Text segment:
= = = = = = =

“The Strange Years of My Life” by Nicholas Laughlin. Great Britain: Peepal Tree Press Ltd, 2015
…You find your feet at last
straying off the marl roads, the bauxite roads, the slaving
roads and the marooning roads, and you would be
turning now onto the singing roads and the sweeting
roads that lift you up to such a place
as cannot be held on maps or charts, a place that does not
keep still at the end of paths. Know this,
that lions who trod don’t worry bout reaching Zion. In time
is Zion that reach to the lions.
– Kei Miller, “In which the rastaman gives a sermon”

= = = = = = =

Instruction: In the poem excerpt, which roads would you be turning onto now?

= = = = = = =

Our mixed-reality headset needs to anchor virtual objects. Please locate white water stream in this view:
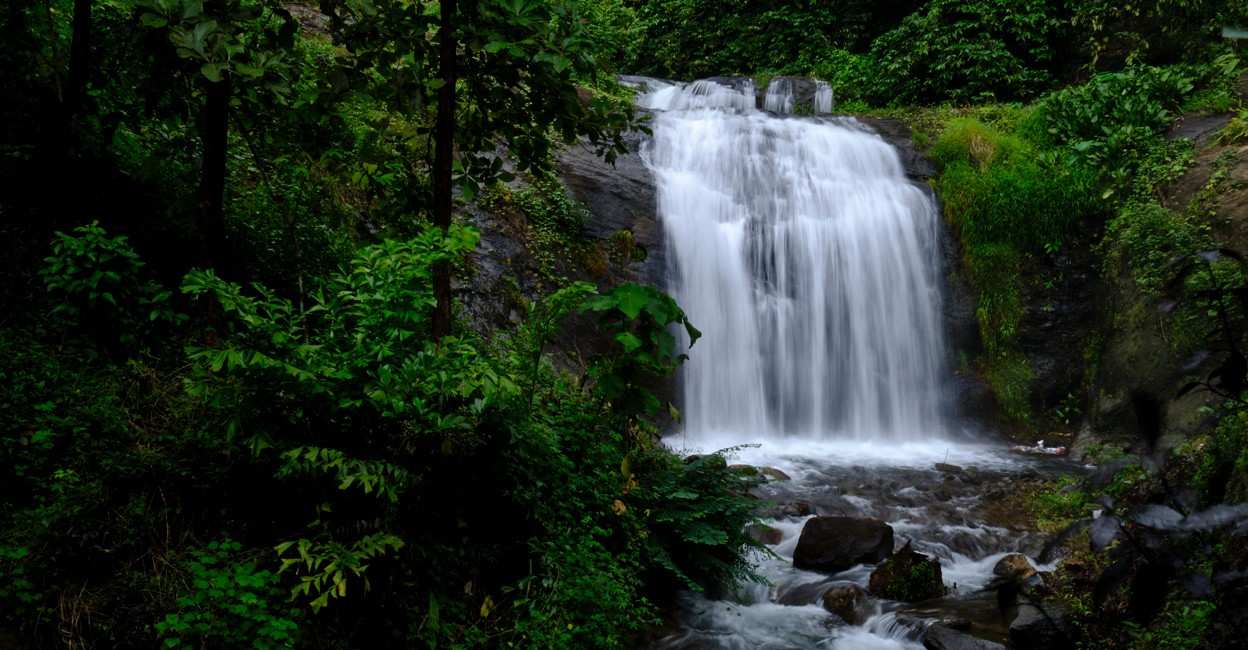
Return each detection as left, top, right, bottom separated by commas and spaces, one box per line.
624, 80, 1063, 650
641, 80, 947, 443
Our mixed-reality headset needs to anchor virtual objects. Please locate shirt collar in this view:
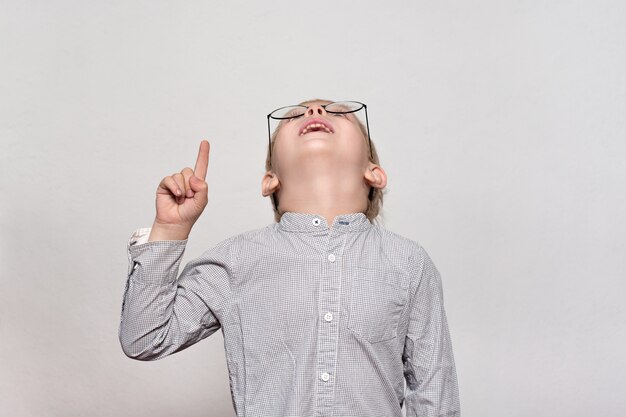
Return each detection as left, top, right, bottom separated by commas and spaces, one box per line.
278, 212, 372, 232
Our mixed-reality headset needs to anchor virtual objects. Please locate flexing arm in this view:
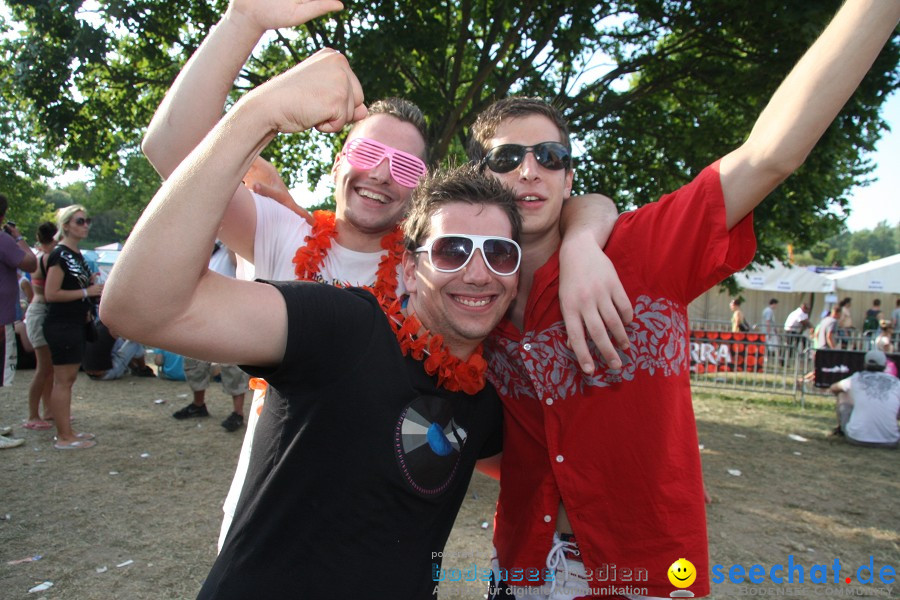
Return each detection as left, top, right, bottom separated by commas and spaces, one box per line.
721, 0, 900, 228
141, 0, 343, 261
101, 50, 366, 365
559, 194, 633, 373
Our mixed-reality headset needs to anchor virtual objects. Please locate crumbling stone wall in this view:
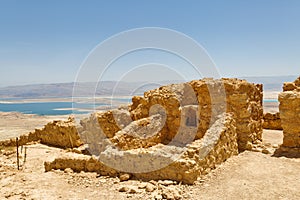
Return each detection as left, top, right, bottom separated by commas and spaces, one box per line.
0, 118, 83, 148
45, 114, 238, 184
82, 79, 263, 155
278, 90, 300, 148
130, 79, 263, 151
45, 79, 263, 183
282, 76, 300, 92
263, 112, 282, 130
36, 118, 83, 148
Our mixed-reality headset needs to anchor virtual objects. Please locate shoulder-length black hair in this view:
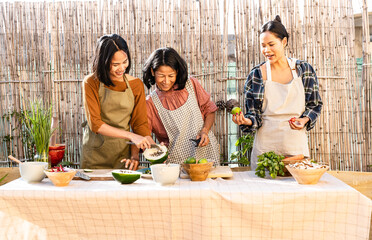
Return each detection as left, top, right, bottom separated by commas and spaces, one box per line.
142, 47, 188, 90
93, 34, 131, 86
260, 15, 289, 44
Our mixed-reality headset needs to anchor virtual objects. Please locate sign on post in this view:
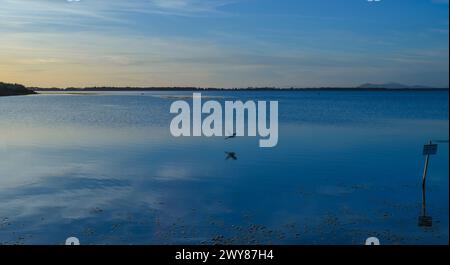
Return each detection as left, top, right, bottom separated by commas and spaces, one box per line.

= = = = = = =

Exercise result: The singing roads and the sweeting roads.